• [Data entries]:
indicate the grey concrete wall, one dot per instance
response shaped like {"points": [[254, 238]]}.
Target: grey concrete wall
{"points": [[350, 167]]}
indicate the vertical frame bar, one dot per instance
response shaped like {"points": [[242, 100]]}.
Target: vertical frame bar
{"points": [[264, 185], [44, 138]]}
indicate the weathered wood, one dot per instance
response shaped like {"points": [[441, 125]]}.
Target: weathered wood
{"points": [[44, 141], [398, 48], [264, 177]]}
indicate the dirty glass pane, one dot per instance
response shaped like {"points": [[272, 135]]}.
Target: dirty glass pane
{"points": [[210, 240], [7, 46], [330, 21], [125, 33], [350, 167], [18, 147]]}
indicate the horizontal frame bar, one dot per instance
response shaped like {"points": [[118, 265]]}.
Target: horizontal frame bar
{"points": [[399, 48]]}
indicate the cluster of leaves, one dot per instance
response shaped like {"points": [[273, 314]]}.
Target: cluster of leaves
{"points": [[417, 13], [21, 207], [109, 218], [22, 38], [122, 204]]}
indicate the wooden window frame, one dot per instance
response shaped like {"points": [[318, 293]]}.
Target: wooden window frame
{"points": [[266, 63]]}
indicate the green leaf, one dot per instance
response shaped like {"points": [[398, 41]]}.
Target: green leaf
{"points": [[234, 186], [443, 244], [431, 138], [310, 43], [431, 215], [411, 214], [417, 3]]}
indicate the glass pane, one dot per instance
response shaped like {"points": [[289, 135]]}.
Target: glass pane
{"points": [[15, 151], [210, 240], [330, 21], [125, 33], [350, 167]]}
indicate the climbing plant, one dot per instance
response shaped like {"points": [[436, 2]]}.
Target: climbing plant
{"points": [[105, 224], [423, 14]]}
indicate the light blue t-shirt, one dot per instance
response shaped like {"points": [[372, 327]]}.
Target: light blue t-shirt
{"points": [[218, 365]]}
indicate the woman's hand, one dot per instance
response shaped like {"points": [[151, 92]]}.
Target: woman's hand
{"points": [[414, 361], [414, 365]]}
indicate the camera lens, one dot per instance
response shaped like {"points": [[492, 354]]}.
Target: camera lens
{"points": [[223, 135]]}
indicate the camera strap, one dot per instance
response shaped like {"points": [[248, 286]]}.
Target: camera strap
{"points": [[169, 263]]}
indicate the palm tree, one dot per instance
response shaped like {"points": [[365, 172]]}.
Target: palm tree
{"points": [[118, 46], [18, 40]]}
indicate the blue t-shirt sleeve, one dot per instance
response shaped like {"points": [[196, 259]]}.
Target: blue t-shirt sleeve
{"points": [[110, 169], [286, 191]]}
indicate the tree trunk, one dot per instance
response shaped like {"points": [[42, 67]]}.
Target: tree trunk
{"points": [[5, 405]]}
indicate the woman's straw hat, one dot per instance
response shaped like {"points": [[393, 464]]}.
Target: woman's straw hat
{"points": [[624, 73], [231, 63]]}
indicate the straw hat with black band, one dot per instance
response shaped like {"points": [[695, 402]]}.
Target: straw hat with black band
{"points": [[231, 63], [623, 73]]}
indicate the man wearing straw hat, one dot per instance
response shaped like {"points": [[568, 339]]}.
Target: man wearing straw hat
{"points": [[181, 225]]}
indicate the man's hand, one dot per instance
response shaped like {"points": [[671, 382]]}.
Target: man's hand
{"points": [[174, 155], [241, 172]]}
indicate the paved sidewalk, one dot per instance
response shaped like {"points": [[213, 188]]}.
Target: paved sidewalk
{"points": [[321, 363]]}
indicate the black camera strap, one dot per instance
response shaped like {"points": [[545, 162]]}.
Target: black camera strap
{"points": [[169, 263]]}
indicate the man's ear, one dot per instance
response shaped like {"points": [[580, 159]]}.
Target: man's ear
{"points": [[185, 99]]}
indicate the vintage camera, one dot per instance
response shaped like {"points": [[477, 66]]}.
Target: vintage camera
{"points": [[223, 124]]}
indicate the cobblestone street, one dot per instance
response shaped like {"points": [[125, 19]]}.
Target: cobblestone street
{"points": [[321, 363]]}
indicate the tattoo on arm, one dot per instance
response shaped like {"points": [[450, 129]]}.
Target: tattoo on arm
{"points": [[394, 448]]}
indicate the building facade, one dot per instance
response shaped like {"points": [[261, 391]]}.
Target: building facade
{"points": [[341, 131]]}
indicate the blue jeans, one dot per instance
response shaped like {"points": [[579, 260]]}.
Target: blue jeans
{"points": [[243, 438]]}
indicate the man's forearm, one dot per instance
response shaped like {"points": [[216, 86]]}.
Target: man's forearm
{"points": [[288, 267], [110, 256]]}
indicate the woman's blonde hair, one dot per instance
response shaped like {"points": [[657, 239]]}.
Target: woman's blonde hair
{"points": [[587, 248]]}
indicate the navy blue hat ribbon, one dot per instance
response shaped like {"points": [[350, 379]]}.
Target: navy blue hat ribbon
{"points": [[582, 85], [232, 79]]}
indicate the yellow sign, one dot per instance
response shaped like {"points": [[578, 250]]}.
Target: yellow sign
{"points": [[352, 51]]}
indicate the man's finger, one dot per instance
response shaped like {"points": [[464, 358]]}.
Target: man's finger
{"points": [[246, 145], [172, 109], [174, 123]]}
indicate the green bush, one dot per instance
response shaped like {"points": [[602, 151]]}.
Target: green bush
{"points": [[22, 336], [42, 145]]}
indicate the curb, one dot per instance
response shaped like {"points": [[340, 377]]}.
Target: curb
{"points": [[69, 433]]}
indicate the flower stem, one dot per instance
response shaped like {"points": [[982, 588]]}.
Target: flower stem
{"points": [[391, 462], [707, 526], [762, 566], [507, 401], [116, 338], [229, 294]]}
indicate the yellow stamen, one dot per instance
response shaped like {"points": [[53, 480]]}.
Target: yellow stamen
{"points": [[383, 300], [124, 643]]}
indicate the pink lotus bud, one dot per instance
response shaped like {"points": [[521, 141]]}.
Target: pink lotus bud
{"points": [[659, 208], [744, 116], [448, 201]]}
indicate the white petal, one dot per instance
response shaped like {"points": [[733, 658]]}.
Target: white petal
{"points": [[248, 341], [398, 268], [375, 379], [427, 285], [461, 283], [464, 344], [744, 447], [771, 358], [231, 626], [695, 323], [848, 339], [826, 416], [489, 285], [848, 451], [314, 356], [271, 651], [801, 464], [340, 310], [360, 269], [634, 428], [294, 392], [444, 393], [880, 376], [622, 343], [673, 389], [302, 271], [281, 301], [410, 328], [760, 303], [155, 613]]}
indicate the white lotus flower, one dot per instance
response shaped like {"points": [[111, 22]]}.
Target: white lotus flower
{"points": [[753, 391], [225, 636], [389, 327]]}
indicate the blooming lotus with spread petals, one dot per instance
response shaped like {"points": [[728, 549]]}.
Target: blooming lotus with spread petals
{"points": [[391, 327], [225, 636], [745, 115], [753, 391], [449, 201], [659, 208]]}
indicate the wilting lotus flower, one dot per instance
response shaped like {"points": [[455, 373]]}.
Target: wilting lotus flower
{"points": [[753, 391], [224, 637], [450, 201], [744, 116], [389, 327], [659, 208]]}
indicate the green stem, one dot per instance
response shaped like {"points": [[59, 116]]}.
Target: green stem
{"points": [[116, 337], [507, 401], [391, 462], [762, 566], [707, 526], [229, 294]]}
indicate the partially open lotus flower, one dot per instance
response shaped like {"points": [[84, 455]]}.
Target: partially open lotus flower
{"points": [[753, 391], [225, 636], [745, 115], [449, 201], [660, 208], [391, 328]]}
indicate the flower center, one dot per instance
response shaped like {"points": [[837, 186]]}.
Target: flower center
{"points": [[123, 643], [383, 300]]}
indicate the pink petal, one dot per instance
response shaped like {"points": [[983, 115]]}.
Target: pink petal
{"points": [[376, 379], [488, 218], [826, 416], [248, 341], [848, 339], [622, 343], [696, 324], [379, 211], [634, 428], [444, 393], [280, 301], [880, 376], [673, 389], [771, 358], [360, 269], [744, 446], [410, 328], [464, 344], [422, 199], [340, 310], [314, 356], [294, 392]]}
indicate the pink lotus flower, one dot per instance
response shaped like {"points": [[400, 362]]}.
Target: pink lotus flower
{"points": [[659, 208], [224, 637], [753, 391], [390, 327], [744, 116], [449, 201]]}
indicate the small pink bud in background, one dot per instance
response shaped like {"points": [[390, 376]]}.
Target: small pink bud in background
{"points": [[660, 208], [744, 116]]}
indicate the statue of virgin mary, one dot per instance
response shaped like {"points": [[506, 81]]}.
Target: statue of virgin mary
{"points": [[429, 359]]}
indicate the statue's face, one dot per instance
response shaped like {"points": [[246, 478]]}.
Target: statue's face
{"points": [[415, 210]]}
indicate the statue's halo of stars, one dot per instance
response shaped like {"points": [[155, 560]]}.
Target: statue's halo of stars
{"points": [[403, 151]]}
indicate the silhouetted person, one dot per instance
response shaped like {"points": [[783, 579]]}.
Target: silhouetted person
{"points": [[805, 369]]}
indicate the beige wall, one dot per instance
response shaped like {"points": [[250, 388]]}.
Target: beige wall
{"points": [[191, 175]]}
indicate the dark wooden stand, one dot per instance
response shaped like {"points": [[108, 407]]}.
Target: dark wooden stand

• [Problem to solve]:
Reproduce word for word the part of the entries that opens with the line containing "indicate the statue's halo" and continues through the end of the entries.

• [Task response]:
indicate the statue's halo of stars, one dot per instance
response shaped like {"points": [[155, 560]]}.
Target: statue's halo of stars
{"points": [[403, 151]]}
indicate the silhouetted person, one dot per instance
response shaped like {"points": [[783, 579]]}.
Target: silhouetted person
{"points": [[805, 369]]}
indicate the beige wall, one dot per instance
response shaped like {"points": [[250, 388]]}.
Target: beige wall
{"points": [[191, 175]]}
indicate the dark wooden stand, one dot per instance
response shaped like {"points": [[108, 407]]}.
Target: dark wooden stand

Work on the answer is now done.